§ **TEXTE SOURCE**
VIS VIVA*



VIS VIVA*

Construire et réfléchir sa pratique c’est un peu le but dans une école d’art. Mais pour y parvenir, on est plus ou moins accompagné·e. Borgial s’était inscrit au premier atelier dédié à la performance aux Beaux-Arts de Paris en 2016. Une pratique tardivement considérée au sein des établissements.

Par la suite, Borgial a donc dû puis su rechercher seul et sans mentor son propre vocabulaire, définir le chemin de ses gestes. Conscient de son jeune âge et de la capacité de chacun·e à muer, il ne s’agit pas pour lui d’atteindre une forme finale, mais plutôt de déplier l’éventail des possibles, parfaire les mots, et peaufiner les mouvements.

Né en 1994 à Brazzaville, il s’installe en France à la suite de la guerre civile de 1997. Lors de notre premier entretien, il m’a raconté le clivage entre deux manières de vivre. Une sorte de distinction s’opère progressivement entre les deux, accentuée par le déplacement géographique familial et le passage du temps, entre ce qu’il quitte et ce qu’il rejoint. Une ubiquité forcée. Dans ses performances, Borgial provoque alors un espace-temps où il se décline : multiple et unique à la fois.

 

La flamme ailée – Borgial – Performance – Exposition personnelle AETERNA par Art 54 (Paris) – juillet 2023

crédits photo : Benjamin Manguele

 

 

LE GESTE

Les performances de Borgial mettent le corps (le sien d’abord) à l’épreuve et en exergue, exposé aux éléments de l’environnement ou de la scénographie. Enseveli sous le sable ou le vent, perché sur d’infinies plateformes de bois, suspendu ou courant à vos pieds, il se meut entre ciel et sous-sol, offert aux regards des passants ou du public.

§ **DONNÉES FOURNIES**
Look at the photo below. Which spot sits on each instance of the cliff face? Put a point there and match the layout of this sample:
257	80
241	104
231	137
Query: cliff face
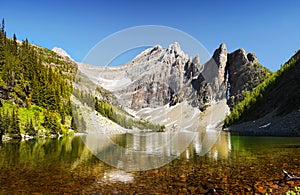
161	76
244	74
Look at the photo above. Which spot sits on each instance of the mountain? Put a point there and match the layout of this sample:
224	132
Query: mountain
160	80
62	52
273	107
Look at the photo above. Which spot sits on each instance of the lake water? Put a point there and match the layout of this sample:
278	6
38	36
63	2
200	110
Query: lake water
220	163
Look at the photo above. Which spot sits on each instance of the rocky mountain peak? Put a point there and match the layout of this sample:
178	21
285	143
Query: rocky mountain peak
175	49
61	52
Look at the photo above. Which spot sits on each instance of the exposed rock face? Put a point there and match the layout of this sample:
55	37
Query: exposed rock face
245	73
62	52
161	76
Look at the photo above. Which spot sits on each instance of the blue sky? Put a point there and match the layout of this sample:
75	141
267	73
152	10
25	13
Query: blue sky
270	29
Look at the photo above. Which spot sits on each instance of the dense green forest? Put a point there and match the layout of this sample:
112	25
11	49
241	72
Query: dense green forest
35	89
278	94
109	108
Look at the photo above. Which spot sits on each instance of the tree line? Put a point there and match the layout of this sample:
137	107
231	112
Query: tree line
252	100
31	75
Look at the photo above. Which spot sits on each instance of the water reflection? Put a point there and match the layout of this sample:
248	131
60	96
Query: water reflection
232	164
148	150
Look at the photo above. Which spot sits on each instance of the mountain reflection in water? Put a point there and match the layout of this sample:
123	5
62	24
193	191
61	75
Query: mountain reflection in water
227	163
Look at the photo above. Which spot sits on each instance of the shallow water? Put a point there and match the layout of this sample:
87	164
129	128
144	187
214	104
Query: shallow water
220	163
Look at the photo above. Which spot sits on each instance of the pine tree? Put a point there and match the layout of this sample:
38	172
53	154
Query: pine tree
29	129
51	123
15	130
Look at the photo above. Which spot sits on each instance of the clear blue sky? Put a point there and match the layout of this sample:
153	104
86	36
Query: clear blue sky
270	29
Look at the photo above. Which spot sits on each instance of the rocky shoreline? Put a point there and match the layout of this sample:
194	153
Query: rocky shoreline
288	125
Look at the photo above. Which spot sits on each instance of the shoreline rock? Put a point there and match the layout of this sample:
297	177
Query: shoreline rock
288	125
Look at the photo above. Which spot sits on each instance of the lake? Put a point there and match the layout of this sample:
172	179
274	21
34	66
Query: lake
220	163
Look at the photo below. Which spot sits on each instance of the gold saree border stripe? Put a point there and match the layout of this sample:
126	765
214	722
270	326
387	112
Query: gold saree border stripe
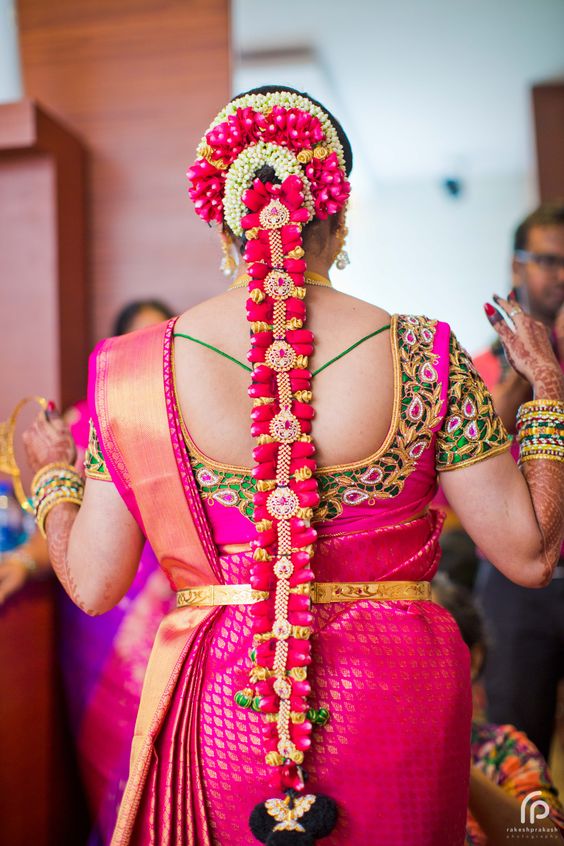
322	593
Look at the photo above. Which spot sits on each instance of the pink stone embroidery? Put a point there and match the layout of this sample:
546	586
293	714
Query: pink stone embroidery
281	356
274	216
285	427
281	629
469	408
417	449
226	497
471	431
453	423
206	477
415	409
279	285
283	568
372	476
282	503
427	373
283	688
354	497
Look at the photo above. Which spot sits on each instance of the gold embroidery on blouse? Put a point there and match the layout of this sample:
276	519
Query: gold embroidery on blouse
471	430
420	410
94	461
382	475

§ **CONSIGNE**
Rédigez la suite du texte sur les performances de Borgial, en reprenant après sa dernière phrase.

§ **RÉPONSE PROPOSÉE**
Souvent l’Agir, l’action, s’envisage comme une sorte de vivacité brusque, une mise en branle soudaine. Ses performances sont bien d’avantage et dégagent une certaine noblesse dans l’amplitude des mouvements qu’il choisit. Une sérénité majestueuse envahit alors l’espace qui l’entoure, et un grand contraste s’opère entre celleux aux abords et Borgial au centre, comme si le temps s’était suspendu pour lui. L’énergie est comme concentrée dans l’intensité du geste et non pas gaspillée en fioritures.

L’ornementation se réserve en effet pour les accessoires qui l’accompagnent et participent à un dialogue avec son corps, en soulignant telle ou telle partie de la gestuelle. Le bijou, la coiffe ou le vêtement sont de nouveaux signes qui s’ajoutent au discours principal du corps. 

Une lenteur dans l’action opère, par exemple, lors de 𝑫𝑨𝑯𝑨𝑩𝑰𝒀𝒀 (1), une série de « long duration performance », soit trois actes de cinq heures chacun, co organisée avec Violette Wood et présentée en 2022 à Paris au 3537. À l’Acte 1, Borgial est d’abord seul, endormi sous des kilos de sable, connecté à l’extérieur par de longues tresses, une véritable dune dont il émerge et sectionne ses cordons nattés, s’extrayant de la matière. Accompagné de deux autres figures pendant l’Acte 2, il rencontre différentes altérités, l’ancêtre et le pair. Recouvert d’une armure rutilante, il s’incarne dans le soleil pour l’acte final.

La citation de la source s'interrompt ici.